The answer is the line with "thistle flower in the photo above." and every line after it to the end of the listing, retyped exactly. Pictures do not belong in it.
'''
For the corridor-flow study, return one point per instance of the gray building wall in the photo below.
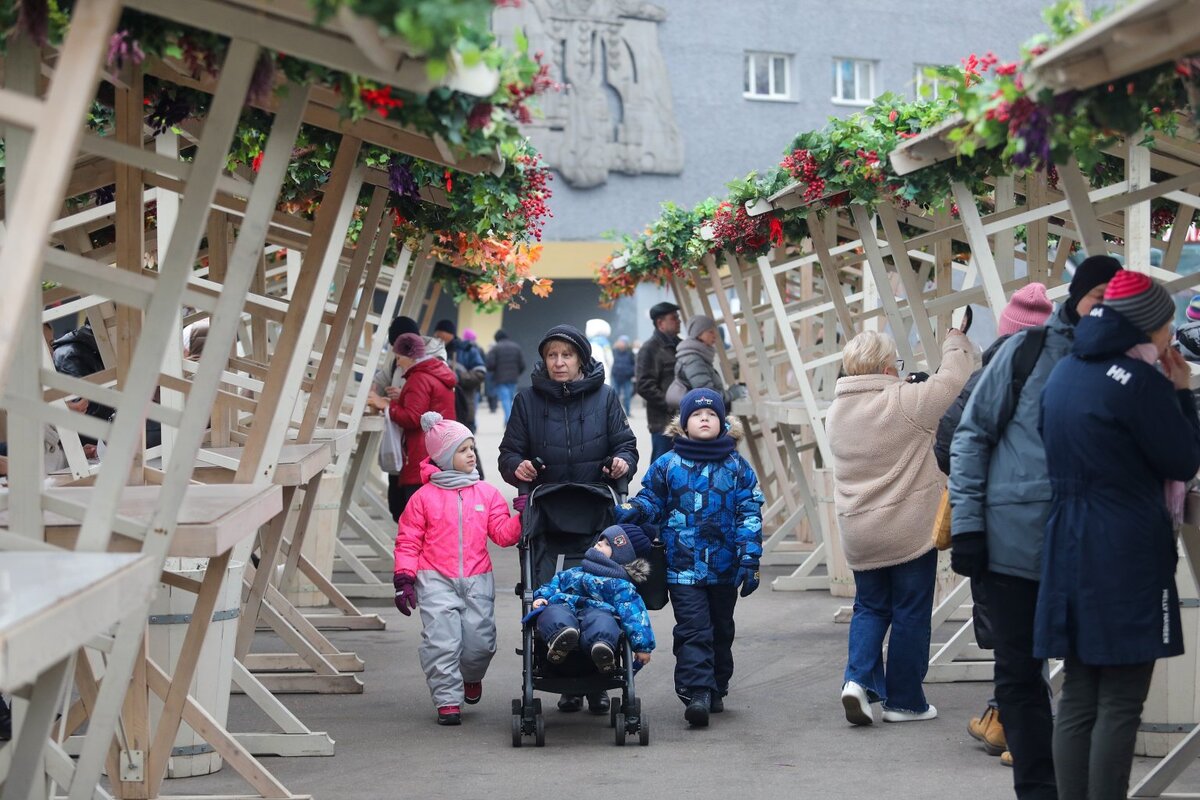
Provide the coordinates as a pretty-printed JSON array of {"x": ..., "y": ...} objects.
[{"x": 726, "y": 136}]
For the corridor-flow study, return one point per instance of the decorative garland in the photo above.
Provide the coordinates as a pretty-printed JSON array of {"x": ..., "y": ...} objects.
[{"x": 1008, "y": 128}]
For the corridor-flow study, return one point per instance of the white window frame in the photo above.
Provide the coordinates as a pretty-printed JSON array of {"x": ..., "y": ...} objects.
[
  {"x": 863, "y": 67},
  {"x": 773, "y": 92},
  {"x": 919, "y": 79}
]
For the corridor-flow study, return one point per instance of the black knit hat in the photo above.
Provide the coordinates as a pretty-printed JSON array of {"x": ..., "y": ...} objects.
[
  {"x": 570, "y": 335},
  {"x": 663, "y": 310},
  {"x": 402, "y": 325},
  {"x": 1090, "y": 274}
]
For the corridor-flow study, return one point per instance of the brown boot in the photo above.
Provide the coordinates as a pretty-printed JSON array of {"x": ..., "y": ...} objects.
[{"x": 989, "y": 731}]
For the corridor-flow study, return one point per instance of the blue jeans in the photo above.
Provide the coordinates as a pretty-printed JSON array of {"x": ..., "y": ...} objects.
[
  {"x": 900, "y": 597},
  {"x": 625, "y": 395},
  {"x": 660, "y": 444},
  {"x": 505, "y": 392}
]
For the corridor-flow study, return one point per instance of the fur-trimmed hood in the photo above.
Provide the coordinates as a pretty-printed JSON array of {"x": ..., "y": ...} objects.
[
  {"x": 639, "y": 571},
  {"x": 736, "y": 431}
]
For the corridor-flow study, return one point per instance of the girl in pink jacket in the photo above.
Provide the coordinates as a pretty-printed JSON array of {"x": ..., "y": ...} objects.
[{"x": 442, "y": 560}]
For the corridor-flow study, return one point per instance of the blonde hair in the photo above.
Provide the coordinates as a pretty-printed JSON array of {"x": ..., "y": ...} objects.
[{"x": 869, "y": 354}]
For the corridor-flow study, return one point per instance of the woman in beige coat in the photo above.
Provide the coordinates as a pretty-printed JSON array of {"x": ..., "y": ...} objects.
[{"x": 887, "y": 488}]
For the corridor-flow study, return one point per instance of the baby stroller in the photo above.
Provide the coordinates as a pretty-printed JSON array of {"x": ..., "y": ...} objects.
[{"x": 561, "y": 522}]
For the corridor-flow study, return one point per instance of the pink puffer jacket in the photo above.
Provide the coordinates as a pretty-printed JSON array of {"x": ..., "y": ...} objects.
[{"x": 447, "y": 530}]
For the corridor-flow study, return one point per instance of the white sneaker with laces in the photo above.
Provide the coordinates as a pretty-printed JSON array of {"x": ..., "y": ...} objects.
[
  {"x": 857, "y": 704},
  {"x": 910, "y": 716}
]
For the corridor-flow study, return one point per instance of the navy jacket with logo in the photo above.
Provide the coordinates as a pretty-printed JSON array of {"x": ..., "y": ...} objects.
[{"x": 1115, "y": 429}]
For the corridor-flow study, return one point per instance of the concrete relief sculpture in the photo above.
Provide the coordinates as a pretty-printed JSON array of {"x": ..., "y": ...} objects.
[{"x": 615, "y": 112}]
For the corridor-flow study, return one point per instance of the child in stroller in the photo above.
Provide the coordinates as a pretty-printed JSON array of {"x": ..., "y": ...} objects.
[
  {"x": 559, "y": 525},
  {"x": 581, "y": 606}
]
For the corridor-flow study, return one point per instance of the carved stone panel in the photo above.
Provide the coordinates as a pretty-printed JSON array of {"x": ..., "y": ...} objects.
[{"x": 615, "y": 112}]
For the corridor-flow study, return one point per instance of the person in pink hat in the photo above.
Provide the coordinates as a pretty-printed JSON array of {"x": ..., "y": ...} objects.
[{"x": 443, "y": 567}]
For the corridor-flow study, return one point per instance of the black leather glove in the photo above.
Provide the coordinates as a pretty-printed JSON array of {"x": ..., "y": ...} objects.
[{"x": 969, "y": 553}]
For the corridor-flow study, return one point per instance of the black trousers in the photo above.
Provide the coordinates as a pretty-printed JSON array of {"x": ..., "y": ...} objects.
[
  {"x": 703, "y": 637},
  {"x": 1021, "y": 691},
  {"x": 1099, "y": 711}
]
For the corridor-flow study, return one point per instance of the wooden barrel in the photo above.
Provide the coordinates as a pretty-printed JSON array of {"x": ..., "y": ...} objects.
[{"x": 169, "y": 615}]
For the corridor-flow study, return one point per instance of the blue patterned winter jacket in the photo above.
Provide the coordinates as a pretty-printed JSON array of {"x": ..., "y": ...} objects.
[
  {"x": 579, "y": 589},
  {"x": 709, "y": 513}
]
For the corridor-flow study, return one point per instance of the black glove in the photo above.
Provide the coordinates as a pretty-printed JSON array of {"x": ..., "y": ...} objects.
[{"x": 969, "y": 553}]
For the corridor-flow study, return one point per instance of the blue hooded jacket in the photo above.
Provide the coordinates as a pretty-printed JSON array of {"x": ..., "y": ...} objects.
[
  {"x": 1115, "y": 431},
  {"x": 708, "y": 513},
  {"x": 577, "y": 589}
]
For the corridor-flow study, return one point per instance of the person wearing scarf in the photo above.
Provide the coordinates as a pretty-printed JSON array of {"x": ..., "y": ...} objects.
[
  {"x": 579, "y": 608},
  {"x": 1121, "y": 437},
  {"x": 706, "y": 500},
  {"x": 444, "y": 570}
]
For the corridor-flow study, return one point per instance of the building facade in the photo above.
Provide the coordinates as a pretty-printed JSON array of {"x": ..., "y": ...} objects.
[{"x": 667, "y": 101}]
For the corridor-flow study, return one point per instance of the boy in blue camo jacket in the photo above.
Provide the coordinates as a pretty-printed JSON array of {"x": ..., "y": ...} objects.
[
  {"x": 577, "y": 605},
  {"x": 705, "y": 498}
]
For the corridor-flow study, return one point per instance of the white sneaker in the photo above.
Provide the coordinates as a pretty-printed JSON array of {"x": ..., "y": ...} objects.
[
  {"x": 909, "y": 716},
  {"x": 857, "y": 704}
]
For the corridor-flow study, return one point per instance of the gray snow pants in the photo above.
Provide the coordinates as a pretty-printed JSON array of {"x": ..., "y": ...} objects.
[{"x": 459, "y": 635}]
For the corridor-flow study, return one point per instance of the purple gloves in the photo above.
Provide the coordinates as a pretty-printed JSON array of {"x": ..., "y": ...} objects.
[{"x": 406, "y": 593}]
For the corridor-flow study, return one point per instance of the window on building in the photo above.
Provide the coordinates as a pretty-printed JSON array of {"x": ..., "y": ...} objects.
[
  {"x": 853, "y": 82},
  {"x": 768, "y": 76},
  {"x": 928, "y": 83}
]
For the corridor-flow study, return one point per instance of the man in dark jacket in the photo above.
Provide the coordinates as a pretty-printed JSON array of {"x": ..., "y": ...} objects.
[
  {"x": 655, "y": 371},
  {"x": 1001, "y": 498},
  {"x": 505, "y": 362},
  {"x": 467, "y": 364}
]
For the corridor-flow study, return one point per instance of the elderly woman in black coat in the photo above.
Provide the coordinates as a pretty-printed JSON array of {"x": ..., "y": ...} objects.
[{"x": 571, "y": 420}]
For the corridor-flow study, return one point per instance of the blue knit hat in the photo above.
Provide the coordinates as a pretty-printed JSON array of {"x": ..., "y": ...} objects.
[{"x": 699, "y": 398}]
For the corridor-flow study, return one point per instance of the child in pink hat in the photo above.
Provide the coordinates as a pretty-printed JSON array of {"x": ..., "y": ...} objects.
[
  {"x": 1029, "y": 307},
  {"x": 443, "y": 567}
]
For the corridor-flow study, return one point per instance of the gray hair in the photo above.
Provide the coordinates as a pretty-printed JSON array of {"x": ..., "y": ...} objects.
[{"x": 869, "y": 353}]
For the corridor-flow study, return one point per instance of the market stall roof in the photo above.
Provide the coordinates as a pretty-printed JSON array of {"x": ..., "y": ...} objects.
[
  {"x": 1137, "y": 37},
  {"x": 347, "y": 42}
]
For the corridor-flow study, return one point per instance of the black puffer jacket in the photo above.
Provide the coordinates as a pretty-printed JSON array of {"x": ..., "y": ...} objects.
[{"x": 573, "y": 427}]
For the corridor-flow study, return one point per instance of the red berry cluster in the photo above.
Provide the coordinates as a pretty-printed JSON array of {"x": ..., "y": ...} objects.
[
  {"x": 736, "y": 229},
  {"x": 803, "y": 167},
  {"x": 534, "y": 193},
  {"x": 381, "y": 100}
]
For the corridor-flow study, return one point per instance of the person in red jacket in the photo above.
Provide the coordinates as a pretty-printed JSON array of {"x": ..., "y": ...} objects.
[{"x": 429, "y": 386}]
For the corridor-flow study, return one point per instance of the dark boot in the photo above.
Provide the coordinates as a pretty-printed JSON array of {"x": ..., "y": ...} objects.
[{"x": 696, "y": 714}]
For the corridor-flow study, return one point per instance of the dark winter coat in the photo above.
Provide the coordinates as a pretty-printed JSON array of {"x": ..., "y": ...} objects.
[
  {"x": 624, "y": 366},
  {"x": 571, "y": 426},
  {"x": 709, "y": 515},
  {"x": 505, "y": 362},
  {"x": 1115, "y": 431},
  {"x": 696, "y": 368},
  {"x": 997, "y": 468},
  {"x": 76, "y": 354},
  {"x": 949, "y": 421},
  {"x": 655, "y": 371},
  {"x": 429, "y": 386}
]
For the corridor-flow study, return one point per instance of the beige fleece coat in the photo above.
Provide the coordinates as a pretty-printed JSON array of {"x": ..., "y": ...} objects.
[{"x": 887, "y": 485}]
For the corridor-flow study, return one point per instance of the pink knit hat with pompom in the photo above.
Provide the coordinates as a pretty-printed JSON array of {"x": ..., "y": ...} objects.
[
  {"x": 443, "y": 438},
  {"x": 1029, "y": 307}
]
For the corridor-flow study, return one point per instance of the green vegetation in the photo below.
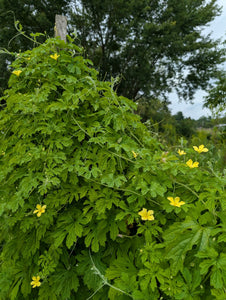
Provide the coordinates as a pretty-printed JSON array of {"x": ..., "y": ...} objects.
[{"x": 92, "y": 205}]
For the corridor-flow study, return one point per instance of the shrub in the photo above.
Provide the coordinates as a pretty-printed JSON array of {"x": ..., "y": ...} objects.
[{"x": 89, "y": 205}]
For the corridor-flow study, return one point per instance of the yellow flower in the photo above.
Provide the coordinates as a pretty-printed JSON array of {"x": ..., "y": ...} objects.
[
  {"x": 35, "y": 281},
  {"x": 135, "y": 154},
  {"x": 200, "y": 149},
  {"x": 17, "y": 72},
  {"x": 181, "y": 152},
  {"x": 40, "y": 210},
  {"x": 146, "y": 215},
  {"x": 55, "y": 56},
  {"x": 192, "y": 164},
  {"x": 175, "y": 201}
]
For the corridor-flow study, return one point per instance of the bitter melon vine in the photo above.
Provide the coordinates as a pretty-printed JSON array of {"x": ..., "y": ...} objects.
[{"x": 92, "y": 206}]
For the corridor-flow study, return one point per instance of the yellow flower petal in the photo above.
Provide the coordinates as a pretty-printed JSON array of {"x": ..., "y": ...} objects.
[
  {"x": 181, "y": 152},
  {"x": 192, "y": 165},
  {"x": 200, "y": 149},
  {"x": 175, "y": 201}
]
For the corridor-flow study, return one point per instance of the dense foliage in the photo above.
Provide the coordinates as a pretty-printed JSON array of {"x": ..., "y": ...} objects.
[
  {"x": 154, "y": 46},
  {"x": 36, "y": 16},
  {"x": 92, "y": 206}
]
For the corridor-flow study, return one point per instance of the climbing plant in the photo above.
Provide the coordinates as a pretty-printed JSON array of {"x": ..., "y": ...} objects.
[{"x": 92, "y": 206}]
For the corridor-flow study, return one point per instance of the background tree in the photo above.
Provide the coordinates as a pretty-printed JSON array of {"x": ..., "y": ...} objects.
[
  {"x": 35, "y": 16},
  {"x": 216, "y": 98},
  {"x": 155, "y": 45}
]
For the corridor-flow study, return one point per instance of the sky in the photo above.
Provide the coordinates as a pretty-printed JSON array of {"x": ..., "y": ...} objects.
[{"x": 195, "y": 110}]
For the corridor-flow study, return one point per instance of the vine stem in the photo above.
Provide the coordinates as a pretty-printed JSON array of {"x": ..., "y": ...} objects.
[{"x": 105, "y": 282}]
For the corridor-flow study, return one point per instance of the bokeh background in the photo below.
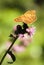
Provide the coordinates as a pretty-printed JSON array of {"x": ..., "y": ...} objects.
[{"x": 9, "y": 10}]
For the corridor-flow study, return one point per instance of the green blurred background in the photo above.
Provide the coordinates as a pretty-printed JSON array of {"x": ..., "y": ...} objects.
[{"x": 9, "y": 10}]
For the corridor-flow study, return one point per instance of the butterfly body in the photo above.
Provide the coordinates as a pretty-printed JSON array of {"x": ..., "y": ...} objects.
[{"x": 28, "y": 17}]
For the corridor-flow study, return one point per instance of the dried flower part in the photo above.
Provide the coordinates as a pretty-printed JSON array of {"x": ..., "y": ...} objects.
[{"x": 28, "y": 17}]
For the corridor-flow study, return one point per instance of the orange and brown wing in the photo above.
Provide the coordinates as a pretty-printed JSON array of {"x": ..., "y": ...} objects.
[{"x": 28, "y": 17}]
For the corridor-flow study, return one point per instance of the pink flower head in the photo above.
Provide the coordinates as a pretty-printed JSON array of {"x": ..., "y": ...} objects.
[
  {"x": 31, "y": 31},
  {"x": 18, "y": 48},
  {"x": 8, "y": 44},
  {"x": 15, "y": 28}
]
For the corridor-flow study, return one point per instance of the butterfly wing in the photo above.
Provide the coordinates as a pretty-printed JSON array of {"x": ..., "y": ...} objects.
[{"x": 28, "y": 17}]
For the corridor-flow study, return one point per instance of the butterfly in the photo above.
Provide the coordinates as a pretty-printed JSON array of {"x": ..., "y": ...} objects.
[{"x": 28, "y": 17}]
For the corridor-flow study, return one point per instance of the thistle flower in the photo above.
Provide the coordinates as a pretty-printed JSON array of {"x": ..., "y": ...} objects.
[
  {"x": 31, "y": 31},
  {"x": 18, "y": 48}
]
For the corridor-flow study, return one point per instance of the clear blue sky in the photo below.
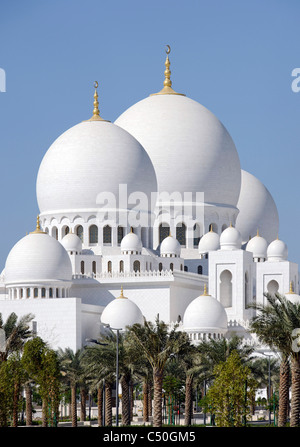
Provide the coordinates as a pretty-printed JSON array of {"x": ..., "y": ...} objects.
[{"x": 235, "y": 57}]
'''
OUTPUT FOR THIS EXERCISE:
For the corridor-flow study, return one point per instance of the thistle flower in the photo above.
Provide the coordinates as a pretty-printed JSON array of {"x": ..., "y": ...} objects.
[
  {"x": 31, "y": 31},
  {"x": 18, "y": 48}
]
For the corridor-flow study, return one point per instance of the clear blue sky in the photo below.
Provide the coordinates as a pretty-printed JSON array of {"x": ..., "y": ...} objects.
[{"x": 235, "y": 57}]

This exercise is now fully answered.